About this task: Transcribe each record below word for word.

Provided records:

BEGIN

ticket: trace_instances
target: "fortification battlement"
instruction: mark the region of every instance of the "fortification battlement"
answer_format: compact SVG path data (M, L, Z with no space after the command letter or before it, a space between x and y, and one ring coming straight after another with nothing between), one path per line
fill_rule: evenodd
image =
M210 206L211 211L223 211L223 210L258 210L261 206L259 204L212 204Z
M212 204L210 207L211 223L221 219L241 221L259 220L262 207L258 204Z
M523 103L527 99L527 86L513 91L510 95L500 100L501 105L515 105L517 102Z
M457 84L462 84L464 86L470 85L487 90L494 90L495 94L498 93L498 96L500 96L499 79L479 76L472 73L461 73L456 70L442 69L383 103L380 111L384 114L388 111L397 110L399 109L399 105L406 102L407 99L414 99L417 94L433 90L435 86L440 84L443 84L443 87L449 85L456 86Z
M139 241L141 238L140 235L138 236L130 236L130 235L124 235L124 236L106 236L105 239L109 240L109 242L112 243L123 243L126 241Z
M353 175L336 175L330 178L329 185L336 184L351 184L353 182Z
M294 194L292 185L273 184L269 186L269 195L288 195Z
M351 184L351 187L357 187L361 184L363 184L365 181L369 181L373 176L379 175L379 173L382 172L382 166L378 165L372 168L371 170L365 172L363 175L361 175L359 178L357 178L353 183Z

END

Exercise answer:
ticket: trace_instances
target: "fortification battlement"
instruction: mark the region of every instance of the "fortification battlement"
answer_format: compact SVG path data (M, L, Z with no space after the command letter or before it, a space between x and y, and one ring coming straight after another with nothing between), one path per line
fill_rule: evenodd
image =
M210 206L211 211L223 211L223 210L258 210L261 206L259 204L212 204Z
M212 204L210 207L211 223L221 219L241 221L259 220L262 207L258 204Z
M523 103L527 99L527 86L513 91L510 95L500 100L501 105L515 105L517 102Z
M457 84L462 84L464 86L470 85L487 90L494 90L495 94L498 93L498 96L500 96L499 79L479 76L472 73L461 73L456 70L442 69L383 103L380 111L384 114L388 111L397 110L399 109L399 105L406 102L407 99L414 99L417 94L433 90L435 86L440 84L443 84L443 87L449 85L456 86Z
M139 241L141 238L140 235L138 236L130 236L130 235L124 235L124 236L106 236L105 239L109 240L109 242L112 243L123 243L126 241Z
M353 175L336 175L330 178L329 185L336 184L351 184L353 182Z
M294 194L292 185L273 184L269 186L269 195L288 195Z
M351 184L351 187L357 187L361 184L363 184L365 181L369 181L373 176L379 175L379 173L382 172L382 166L378 165L372 168L371 170L365 172L363 175L361 175L359 178L357 178L353 183Z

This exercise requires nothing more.